- _The task_
Only the lines containing "desk" should appear in the answer, copied from the listing below.
--- START ---
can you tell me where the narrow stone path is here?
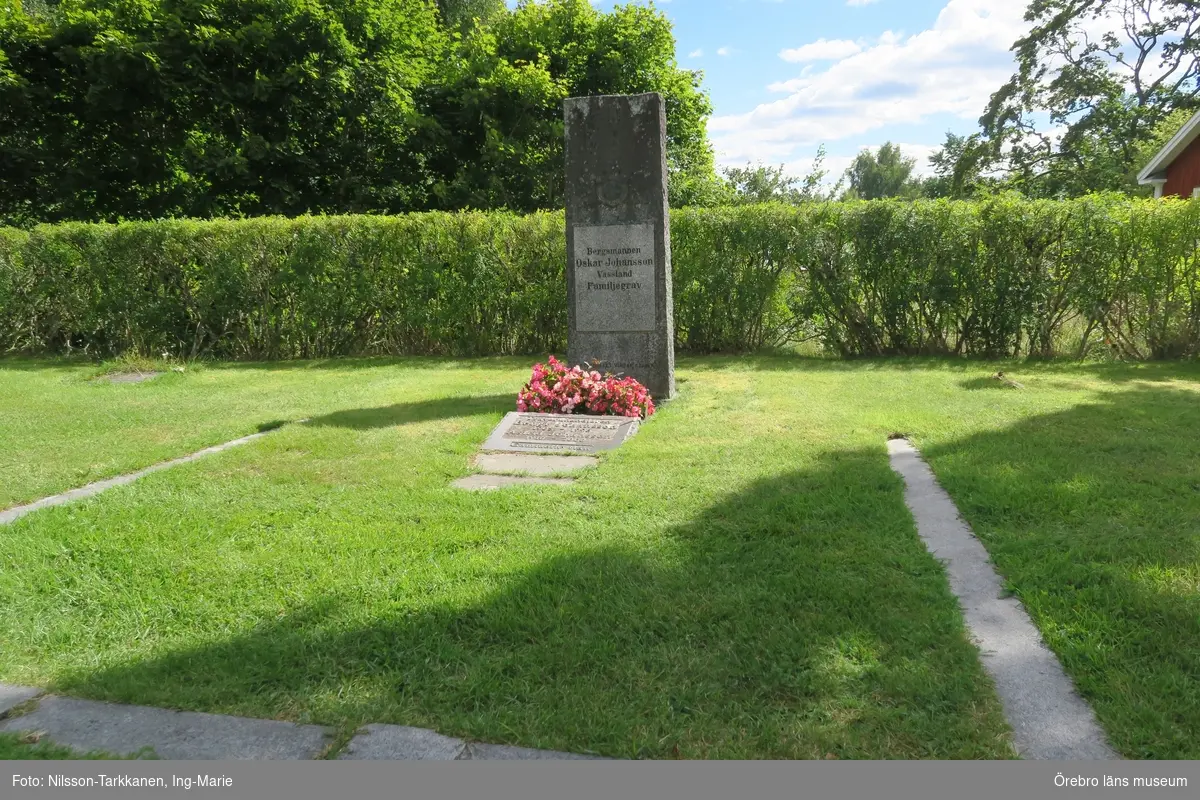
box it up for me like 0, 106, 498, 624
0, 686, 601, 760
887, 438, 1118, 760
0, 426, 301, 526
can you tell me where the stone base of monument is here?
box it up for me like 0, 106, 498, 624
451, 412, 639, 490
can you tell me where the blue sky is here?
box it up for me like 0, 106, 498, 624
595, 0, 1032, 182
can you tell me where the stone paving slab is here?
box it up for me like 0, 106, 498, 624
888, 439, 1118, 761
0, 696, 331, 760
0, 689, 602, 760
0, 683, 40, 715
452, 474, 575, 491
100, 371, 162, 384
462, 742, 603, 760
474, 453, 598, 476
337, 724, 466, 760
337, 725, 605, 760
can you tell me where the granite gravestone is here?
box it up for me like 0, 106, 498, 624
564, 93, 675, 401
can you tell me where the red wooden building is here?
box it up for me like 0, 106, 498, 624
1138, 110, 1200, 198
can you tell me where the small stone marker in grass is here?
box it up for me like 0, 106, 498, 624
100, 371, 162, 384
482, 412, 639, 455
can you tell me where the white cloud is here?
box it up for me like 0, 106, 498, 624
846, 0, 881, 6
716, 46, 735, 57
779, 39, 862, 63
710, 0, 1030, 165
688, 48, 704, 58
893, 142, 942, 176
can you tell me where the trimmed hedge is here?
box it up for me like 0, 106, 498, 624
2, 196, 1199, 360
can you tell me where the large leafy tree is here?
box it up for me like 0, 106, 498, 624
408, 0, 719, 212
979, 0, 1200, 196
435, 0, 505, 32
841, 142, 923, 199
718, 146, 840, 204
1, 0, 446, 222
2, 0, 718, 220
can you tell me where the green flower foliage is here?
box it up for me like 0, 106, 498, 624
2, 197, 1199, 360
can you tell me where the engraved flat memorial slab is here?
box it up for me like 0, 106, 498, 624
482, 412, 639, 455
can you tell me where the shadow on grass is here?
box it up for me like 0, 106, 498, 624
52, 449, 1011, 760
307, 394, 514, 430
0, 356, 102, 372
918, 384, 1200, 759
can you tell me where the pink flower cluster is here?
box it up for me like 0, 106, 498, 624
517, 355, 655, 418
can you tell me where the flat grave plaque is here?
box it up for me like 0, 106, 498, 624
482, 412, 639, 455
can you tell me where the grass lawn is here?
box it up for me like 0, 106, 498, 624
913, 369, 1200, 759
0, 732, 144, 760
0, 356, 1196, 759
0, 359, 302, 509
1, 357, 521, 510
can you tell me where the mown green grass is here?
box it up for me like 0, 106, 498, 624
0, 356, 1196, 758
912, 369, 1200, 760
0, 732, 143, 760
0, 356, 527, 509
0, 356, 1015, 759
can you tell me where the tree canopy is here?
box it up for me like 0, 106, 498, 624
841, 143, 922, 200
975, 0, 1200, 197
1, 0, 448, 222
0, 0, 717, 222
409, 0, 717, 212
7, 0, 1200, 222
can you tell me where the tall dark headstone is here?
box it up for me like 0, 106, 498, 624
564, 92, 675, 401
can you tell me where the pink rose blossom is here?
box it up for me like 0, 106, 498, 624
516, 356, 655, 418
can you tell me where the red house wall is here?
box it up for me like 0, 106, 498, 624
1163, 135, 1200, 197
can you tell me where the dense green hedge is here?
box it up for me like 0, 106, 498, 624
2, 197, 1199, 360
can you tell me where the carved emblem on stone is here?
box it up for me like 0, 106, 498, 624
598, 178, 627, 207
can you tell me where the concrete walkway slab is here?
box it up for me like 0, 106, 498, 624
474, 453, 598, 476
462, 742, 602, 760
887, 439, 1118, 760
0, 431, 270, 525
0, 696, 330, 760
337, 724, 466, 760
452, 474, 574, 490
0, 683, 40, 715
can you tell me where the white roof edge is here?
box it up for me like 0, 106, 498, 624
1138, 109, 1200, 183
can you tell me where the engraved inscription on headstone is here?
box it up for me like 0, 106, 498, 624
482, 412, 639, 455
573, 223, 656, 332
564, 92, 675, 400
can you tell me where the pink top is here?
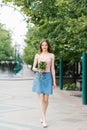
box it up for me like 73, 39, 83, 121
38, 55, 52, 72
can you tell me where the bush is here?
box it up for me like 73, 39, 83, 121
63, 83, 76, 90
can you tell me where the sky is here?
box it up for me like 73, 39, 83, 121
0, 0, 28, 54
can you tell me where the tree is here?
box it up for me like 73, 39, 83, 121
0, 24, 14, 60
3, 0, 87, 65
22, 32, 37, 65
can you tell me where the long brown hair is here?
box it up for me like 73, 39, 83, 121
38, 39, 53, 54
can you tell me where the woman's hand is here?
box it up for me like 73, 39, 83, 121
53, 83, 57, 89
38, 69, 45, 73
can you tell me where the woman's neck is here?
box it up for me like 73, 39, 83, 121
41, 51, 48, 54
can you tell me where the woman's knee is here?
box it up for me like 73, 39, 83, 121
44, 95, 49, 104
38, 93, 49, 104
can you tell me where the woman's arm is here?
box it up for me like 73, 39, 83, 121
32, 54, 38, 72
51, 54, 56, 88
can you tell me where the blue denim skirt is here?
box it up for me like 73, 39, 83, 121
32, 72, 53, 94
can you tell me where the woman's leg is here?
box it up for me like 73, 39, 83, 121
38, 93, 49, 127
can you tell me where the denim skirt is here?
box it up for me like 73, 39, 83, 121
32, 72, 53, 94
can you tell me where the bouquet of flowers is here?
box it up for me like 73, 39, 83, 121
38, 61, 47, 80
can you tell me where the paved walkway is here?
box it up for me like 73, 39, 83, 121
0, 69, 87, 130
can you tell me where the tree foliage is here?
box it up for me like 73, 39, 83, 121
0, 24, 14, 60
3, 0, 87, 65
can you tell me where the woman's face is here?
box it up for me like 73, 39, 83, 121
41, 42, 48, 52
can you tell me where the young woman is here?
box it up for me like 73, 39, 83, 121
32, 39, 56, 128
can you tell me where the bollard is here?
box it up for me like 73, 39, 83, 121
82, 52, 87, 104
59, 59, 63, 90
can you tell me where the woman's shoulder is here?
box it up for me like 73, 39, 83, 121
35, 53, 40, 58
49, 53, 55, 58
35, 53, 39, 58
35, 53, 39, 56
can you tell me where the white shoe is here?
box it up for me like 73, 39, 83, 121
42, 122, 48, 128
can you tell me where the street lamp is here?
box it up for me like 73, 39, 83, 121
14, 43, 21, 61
--- END ---
--- START ---
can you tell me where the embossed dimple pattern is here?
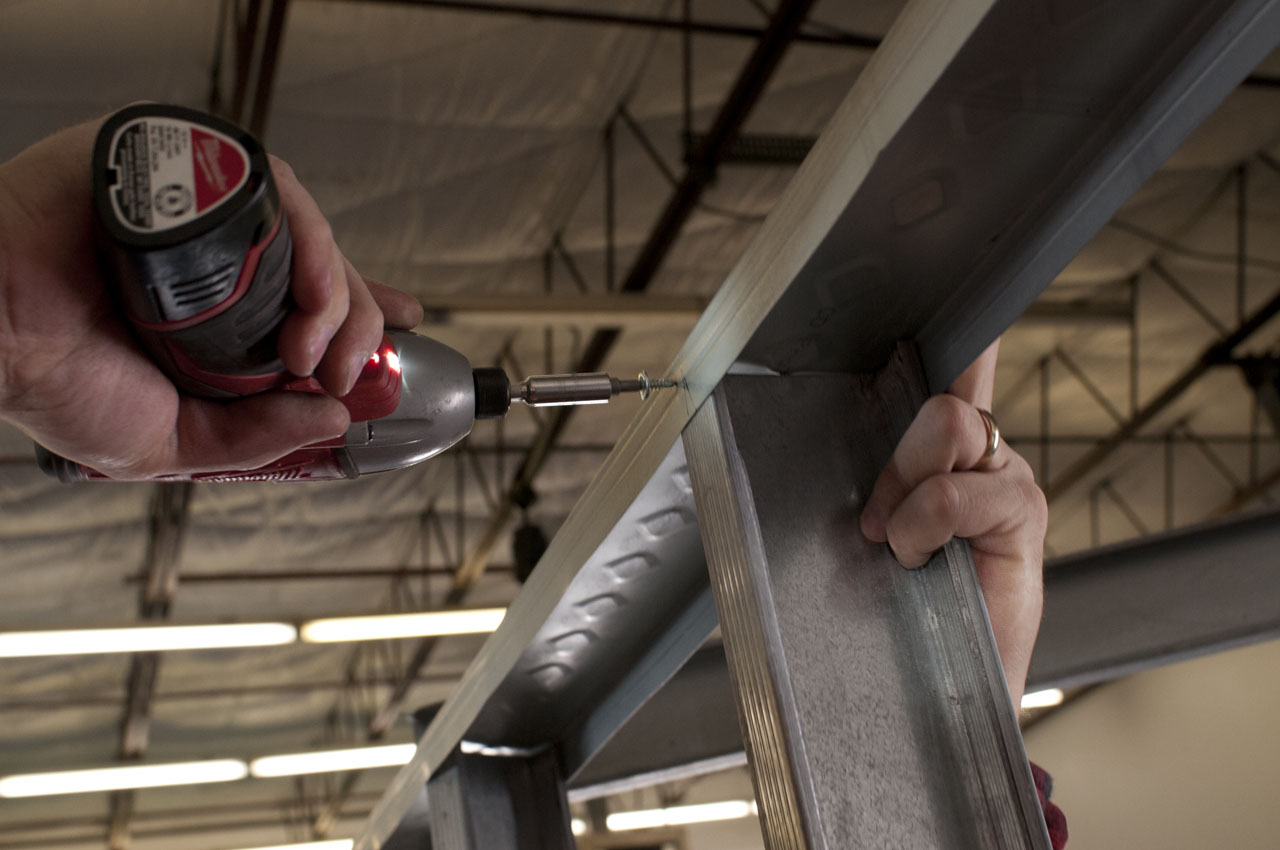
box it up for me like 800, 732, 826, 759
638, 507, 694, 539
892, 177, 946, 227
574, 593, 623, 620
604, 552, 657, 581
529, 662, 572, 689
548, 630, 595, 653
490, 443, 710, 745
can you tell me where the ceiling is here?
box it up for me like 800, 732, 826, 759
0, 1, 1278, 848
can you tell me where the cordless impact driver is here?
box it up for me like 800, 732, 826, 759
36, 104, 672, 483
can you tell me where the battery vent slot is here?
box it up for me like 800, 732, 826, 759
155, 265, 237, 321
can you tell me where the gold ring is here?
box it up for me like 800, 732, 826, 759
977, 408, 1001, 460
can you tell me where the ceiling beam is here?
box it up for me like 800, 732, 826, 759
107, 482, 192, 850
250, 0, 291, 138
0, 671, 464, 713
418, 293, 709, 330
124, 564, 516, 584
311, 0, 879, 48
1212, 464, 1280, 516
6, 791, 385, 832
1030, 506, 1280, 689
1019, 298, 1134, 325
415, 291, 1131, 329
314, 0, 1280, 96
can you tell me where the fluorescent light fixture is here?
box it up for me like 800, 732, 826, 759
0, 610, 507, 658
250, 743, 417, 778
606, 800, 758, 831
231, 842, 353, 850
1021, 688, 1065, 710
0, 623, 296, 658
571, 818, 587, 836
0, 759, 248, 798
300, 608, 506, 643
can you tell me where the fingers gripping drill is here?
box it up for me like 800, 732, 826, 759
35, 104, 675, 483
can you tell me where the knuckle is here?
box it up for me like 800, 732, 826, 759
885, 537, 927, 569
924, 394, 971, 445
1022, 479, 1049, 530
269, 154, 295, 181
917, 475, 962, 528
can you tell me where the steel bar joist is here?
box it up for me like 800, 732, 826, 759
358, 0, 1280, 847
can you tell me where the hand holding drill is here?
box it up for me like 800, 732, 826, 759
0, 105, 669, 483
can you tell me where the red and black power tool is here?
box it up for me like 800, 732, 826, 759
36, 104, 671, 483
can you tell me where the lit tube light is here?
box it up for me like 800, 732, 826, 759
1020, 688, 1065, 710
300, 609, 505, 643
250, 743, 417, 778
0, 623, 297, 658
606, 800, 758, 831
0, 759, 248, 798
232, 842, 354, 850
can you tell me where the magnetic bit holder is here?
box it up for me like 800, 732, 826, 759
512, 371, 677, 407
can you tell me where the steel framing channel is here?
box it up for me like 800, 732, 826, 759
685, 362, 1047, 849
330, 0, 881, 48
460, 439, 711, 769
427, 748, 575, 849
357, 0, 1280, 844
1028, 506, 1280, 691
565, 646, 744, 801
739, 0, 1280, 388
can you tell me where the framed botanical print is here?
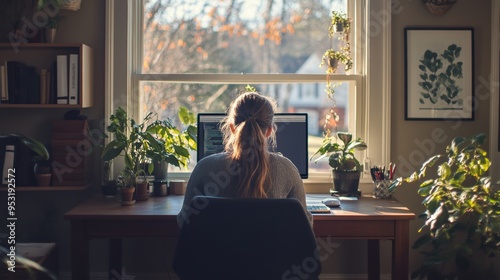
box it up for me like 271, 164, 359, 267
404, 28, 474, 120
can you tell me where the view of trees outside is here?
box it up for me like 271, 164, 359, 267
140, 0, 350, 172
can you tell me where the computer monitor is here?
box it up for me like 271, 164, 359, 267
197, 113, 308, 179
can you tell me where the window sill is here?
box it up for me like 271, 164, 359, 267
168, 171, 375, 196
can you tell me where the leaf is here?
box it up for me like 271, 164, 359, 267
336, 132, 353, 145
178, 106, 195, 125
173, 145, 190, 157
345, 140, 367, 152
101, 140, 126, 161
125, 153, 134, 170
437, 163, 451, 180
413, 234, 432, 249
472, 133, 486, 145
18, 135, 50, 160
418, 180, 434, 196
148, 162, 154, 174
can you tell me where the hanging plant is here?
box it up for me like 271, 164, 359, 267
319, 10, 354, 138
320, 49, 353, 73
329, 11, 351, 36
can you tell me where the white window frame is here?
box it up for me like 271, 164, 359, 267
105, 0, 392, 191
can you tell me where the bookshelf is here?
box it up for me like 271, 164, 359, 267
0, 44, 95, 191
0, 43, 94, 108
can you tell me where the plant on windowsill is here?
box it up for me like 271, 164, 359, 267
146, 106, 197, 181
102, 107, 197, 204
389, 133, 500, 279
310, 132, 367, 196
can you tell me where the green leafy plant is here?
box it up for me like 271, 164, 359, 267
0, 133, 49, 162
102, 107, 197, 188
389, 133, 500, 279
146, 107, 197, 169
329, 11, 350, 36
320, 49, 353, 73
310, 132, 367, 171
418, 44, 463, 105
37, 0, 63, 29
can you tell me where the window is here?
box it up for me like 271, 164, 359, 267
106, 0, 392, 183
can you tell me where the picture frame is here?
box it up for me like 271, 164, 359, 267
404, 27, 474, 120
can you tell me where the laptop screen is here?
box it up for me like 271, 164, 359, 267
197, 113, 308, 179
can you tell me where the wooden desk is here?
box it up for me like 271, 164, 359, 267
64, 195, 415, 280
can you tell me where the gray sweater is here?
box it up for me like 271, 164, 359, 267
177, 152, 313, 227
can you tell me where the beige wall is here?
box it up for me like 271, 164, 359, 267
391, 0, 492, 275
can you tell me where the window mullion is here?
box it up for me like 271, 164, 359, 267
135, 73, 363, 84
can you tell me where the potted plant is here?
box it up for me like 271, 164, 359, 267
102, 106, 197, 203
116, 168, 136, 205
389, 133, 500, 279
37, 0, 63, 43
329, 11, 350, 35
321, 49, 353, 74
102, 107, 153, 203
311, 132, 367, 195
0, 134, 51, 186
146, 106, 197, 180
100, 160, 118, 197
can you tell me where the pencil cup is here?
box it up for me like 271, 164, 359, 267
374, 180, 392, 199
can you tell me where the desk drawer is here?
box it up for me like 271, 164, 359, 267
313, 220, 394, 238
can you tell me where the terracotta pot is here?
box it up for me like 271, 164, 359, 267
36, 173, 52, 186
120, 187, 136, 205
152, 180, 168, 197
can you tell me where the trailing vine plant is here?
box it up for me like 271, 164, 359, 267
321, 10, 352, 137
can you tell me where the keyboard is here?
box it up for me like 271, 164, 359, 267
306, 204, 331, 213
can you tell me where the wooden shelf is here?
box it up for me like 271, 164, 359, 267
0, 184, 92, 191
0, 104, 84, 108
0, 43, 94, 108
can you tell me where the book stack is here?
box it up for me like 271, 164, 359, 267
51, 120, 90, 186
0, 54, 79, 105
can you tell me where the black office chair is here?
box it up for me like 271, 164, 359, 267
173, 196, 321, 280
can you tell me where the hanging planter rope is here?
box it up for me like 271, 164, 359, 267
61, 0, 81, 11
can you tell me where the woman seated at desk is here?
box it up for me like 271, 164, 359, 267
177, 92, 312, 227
--- END ---
--- START ---
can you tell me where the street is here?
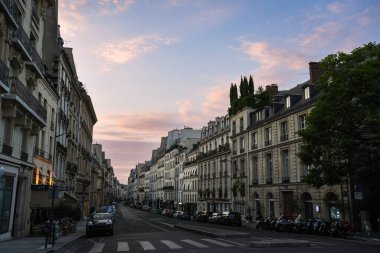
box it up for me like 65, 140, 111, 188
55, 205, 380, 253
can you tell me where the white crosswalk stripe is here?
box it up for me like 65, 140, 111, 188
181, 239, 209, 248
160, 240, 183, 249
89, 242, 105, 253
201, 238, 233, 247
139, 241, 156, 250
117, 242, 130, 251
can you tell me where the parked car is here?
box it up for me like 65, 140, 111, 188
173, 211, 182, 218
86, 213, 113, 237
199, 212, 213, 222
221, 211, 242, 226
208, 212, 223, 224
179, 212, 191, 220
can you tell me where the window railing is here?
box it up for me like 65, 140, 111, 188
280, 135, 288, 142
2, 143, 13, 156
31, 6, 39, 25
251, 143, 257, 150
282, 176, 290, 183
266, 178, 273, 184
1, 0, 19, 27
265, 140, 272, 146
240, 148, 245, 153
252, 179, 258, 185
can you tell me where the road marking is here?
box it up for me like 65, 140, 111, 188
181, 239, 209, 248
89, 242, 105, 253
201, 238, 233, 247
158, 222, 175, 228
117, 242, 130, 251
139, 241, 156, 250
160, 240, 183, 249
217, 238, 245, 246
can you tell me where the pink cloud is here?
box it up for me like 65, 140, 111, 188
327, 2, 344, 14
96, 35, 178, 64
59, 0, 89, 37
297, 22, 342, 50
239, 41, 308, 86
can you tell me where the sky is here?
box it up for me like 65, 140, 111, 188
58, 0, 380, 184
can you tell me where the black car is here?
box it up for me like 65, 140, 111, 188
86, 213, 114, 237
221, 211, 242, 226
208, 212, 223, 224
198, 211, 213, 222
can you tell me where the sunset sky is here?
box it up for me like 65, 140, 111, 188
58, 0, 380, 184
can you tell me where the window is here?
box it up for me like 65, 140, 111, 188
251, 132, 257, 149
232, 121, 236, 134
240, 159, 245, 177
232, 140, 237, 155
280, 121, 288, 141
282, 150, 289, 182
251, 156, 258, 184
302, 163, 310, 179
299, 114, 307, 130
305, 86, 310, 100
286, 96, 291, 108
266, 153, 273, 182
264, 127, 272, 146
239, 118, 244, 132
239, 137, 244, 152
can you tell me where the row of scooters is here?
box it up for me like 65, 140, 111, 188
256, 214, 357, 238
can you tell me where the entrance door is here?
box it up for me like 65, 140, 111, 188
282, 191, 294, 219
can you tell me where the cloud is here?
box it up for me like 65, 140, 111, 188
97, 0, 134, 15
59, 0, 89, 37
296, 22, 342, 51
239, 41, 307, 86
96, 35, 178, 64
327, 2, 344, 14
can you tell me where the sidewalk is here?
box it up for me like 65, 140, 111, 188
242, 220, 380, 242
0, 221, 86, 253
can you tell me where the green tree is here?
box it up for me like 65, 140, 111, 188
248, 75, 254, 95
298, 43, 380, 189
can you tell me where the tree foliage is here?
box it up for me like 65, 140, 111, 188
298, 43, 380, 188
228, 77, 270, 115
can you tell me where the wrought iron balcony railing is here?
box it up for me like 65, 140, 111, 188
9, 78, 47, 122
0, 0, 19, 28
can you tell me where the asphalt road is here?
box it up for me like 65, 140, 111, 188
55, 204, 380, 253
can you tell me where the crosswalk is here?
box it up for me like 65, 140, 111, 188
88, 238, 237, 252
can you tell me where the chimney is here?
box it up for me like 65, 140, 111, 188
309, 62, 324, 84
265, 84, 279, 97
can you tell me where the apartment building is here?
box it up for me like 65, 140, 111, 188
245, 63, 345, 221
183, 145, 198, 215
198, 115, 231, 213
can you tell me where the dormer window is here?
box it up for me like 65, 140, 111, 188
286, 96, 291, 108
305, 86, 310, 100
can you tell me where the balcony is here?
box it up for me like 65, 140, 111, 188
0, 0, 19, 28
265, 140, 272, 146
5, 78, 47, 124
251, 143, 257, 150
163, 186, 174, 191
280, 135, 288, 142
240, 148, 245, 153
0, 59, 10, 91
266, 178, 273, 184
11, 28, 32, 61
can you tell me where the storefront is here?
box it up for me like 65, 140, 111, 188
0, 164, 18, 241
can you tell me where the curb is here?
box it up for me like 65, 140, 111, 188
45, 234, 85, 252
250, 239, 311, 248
--- END ---
- _Completed task_
can you tell me where the wooden desk is here?
can you tell me where the desk drawer is here?
can you tell me where the woman seated at desk is here?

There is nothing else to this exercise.